=== Text to read ===
****************************************

No failure of the Company to
give the foregoing notices and no defect therein shall limit the
Noteholders’ repurchase rights or affect the validity of the
proceedings for the repurchase of the Notes pursuant to this
Section 3.04.
(c) Notes shall be
repurchased pursuant to this Section 3.04 at the option of the
holder upon:
(i) delivery to the Paying
Agent by a holder of a duly completed notice (a “
Fundamental Change Repurchase Election ”) in the form
set forth on the reverse of the Note at any time prior to 5:00
p.m., New York City time, on the Business Day immediately preceding
the Fundamental Change Repurchase Date, which is subject to
extension to comply with applicable law, stating:
(A) if certificated notes
have been issued, the certificate numbers of the Notes which the
holder shall deliver to be repurchased;
(B) the portion of the
Principal Amount of the Notes that the holder shall deliver to be
repurchased, which portion must be $1,000 or an integral multiple
thereof; and
(C) that such Notes shall be
repurchased by the Company as of the Fundamental Change Repurchase
Date pursuant to the terms and conditions specified in the Notes
and in the Indenture; and
(ii) delivery or book-entry
transfer of the Notes to the Paying Agent simultaneously with or at
any time after delivery of the Fundamental Change Repurchase
Election (together with all necessary endorsements) at the
Corporate Trust Office of the Paying Agent, such delivery or
transfer being a condition to receipt by the holder of the
Fundamental Change Repurchase Price therefor; provided that such
Fundamental Change Repurchase Price shall be so paid pursuant to
this Section 3.04 only if the Notes so delivered or
transferred to the Paying Agent shall conform in all respects to
the description thereof in the related Fundamental Change
Repurchase Election. All questions as to the validity, eligibility
(including time of receipt) and acceptance of any Note for
repurchase shall be determined by the Company, whose determination
shall be final and binding absent manifest error.
If the Notes are not in
certificated form, holders must provide notice of their election in
accordance with the appropriate procedures of the
Depositary.
Section 3.05.
Repurchase of Notes by the Company at Option of Holders on
Specified Dates .

****************************************

=== Given data ===
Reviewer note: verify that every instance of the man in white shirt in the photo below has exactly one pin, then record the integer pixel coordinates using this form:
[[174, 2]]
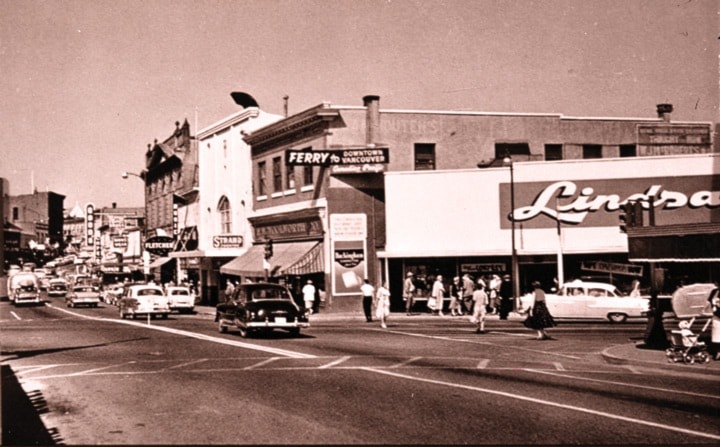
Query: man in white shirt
[[309, 295], [368, 291]]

****************************************

=== Written request ===
Retype the note repurchase passage word for word, starting with "If the Notes are" and going on through "Specified Dates .". The listing has nothing to do with the note repurchase passage.

=== Correct response ===
If the Notes are not in
certificated form, holders must provide notice of their election in
accordance with the appropriate procedures of the
Depositary.
Section 3.05.
Repurchase of Notes by the Company at Option of Holders on
Specified Dates .